SELECTED EXCERPT =>

************

Marlen Hernandez, 2019 a Freedom School participant and casual volunteer at the farm, describes her experience with the farm:
Being in the garden gives me peace. Surrounded by the community, seeing them learn and grow their own food. Having kids inside green spaces laughing and asking what vegetables they are taking home. Seeing new vegetables every time I go is really exciting, or noticing how fast they grow. I feel that indeed it’s a great space where we could share laughter, knowledge, and have a good time.
Marlen is one of the many young people who have come back after the program to volunteer their time to help harvest and maintain collective areas on the farm. Providing harvest to more than 10 families, these areas are maintained and taken care of by the families in the garden, youth and volunteers like Marlen.
Personally, I love seeing the garden when it’s full of people. I love seeing that the people who plant fruits and vegetables in the garden are the same people who get to take harvest home. It is of great honor and pride to be in a farm where it feels safe to pick a cherry tomato and eat it, knowing the food is not exposed to pesticides or GMOs.
Food justice is constantly being redefined and altered for the best interest of the communities, and I believe this garden is an important example of food sovereignty because people are not only growing organic food that is culturally relevant for them and taking power in their own hands, but also they are able to do this in an urban area and one of the largest cities in the world - Los Angeles. Each member of the Community Farm is able to prepare and cook the food harvest that came from their bed with their families.
A Place of Belonging
In the short time that the The South LA Community Farm has been opened, it has become a place to share knowledge and learn from one another; it’s become a second home to many young people, including myself. For a long time, I’ve struggled with finding my place – a place that feels like a home, a place where I'm certain I belong. Part of my identity is rooted in a lot of constant uncertainty and dreamful expectations of returning to my home country of Mexico.

************

EXTRACTED INFORMATION =>
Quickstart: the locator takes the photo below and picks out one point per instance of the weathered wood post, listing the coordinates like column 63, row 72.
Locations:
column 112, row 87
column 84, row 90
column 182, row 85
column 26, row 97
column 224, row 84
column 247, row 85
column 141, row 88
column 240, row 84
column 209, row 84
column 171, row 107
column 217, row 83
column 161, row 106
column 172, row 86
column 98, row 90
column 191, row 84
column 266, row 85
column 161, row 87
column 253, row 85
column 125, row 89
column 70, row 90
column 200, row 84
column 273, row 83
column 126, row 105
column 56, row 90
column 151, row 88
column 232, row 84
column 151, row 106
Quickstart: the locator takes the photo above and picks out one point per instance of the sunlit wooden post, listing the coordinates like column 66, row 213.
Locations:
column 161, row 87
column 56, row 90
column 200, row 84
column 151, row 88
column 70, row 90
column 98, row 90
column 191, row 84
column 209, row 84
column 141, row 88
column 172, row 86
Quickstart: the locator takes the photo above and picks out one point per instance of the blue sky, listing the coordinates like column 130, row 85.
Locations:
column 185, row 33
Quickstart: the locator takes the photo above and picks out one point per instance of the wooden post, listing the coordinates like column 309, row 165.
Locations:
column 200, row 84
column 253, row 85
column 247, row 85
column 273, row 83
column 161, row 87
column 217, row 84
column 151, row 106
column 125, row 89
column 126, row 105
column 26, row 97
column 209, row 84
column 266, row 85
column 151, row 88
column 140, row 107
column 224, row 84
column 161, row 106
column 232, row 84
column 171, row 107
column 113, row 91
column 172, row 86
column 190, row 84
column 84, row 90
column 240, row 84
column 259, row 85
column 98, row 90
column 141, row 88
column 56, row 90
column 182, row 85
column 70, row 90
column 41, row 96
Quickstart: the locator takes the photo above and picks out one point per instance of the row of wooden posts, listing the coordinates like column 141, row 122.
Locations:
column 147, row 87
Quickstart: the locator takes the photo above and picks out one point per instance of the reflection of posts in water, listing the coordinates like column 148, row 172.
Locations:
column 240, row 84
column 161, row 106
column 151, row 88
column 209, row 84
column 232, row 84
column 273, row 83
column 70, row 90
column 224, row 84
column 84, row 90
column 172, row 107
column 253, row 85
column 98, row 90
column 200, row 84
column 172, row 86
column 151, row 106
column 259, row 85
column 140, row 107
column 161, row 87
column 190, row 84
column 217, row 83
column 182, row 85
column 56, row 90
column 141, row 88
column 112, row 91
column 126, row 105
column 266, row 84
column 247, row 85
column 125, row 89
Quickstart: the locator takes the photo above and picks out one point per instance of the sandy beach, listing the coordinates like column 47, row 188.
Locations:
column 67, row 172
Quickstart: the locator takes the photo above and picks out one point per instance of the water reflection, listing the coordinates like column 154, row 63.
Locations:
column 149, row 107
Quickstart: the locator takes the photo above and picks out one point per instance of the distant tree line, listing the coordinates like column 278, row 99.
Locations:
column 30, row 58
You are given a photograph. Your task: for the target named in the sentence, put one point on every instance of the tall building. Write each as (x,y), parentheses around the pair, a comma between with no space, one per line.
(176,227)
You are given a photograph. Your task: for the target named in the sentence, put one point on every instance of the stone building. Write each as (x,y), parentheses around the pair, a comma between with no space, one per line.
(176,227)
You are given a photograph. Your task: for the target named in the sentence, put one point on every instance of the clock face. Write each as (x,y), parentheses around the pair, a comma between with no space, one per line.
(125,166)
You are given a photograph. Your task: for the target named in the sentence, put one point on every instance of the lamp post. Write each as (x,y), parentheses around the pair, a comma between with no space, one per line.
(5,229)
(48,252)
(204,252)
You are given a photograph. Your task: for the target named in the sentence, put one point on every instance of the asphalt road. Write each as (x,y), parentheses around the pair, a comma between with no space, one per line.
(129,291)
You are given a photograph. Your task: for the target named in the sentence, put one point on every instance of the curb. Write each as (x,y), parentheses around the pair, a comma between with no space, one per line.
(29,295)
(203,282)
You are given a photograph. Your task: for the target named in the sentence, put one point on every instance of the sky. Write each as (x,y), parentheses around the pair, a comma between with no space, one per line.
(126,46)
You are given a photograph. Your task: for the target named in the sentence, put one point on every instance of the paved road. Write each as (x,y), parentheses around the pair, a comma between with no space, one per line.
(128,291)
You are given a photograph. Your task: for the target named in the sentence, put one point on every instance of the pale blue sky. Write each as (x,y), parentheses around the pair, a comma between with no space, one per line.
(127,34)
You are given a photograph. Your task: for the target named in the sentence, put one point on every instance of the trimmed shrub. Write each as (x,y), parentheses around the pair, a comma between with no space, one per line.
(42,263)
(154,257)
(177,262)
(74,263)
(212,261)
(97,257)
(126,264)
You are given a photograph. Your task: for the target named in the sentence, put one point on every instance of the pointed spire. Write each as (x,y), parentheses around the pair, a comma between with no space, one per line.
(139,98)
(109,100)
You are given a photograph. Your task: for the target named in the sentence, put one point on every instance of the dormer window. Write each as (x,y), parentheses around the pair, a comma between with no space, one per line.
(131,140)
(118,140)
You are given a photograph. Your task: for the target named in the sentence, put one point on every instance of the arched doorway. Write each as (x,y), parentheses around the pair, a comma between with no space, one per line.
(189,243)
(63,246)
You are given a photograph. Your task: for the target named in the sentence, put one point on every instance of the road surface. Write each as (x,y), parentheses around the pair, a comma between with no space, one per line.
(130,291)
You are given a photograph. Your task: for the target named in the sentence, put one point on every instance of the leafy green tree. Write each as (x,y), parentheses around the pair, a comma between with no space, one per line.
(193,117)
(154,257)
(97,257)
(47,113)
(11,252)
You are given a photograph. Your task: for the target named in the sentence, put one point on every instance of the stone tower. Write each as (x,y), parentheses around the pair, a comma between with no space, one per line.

************

BRIEF A => Repeat everything in the community farm text from "Marlen is one" down to "pesticides or GMOs.".
BRIEF B => In the community farm text, how many families get harvest from the collective areas?
BRIEF C => Take the community farm text further, starting from where it stops.
You won't need the data for anything here.

EXPECTED OUTPUT A =>
Marlen is one of the many young people who have come back after the program to volunteer their time to help harvest and maintain collective areas on the farm. Providing harvest to more than 10 families, these areas are maintained and taken care of by the families in the garden, youth and volunteers like Marlen.
Personally, I love seeing the garden when it’s full of people. I love seeing that the people who plant fruits and vegetables in the garden are the same people who get to take harvest home. It is of great honor and pride to be in a farm where it feels safe to pick a cherry tomato and eat it, knowing the food is not exposed to pesticides or GMOs.

EXPECTED OUTPUT B => More than 10 families.

EXPECTED OUTPUT C =>
A house, a place in this country, never felt like an actual home to me—that was until I was able to spend time in the garden, where I found a home and a second family. The experiences, feelings, but most importantly, the people in the garden are walking examples of what home is for me—a feeling and not a physical space. Self-reflection and internal growth have helped me unravel little things like that, and that’s why I believe in the power the farm holds, a power that can be transformative to one’s life.
The garden has opened my heart to vulnerability. It has helped me tell the stories I like to tell, to the people I want to share them with, in a place and environment where these stories feel welcomed, safe and validated.
I am currently in my first semester at the California State University, Dominguez Hills, after transferring from East Los Angeles Community College. I am on the journey of getting my Bachelors’ Degree in Journalism. As an aspiring Journalist, I am certain I will continue to write stories like these—of vacant lots transformed into beautiful gardens, of community hubs filled with love, of the resiliency and dream work of communities of color.
I like to think that my grandma is proud of the person I am becoming. I’ve had dreams of my grandmother and me gardening together. I’ve dreamed of a borderless world, where my family and I are able to grow old together. I’ve dreamed of standing tall on the shoulders of my ancestors. I hope someday all of these can be more than just dreams. I hope I am able to live long enough to see these seeds that I hold dear sprout, flower, and bloom for myself and others like me, as more gardens are created and the Earth returns to its sacred state, and we do so as well with it.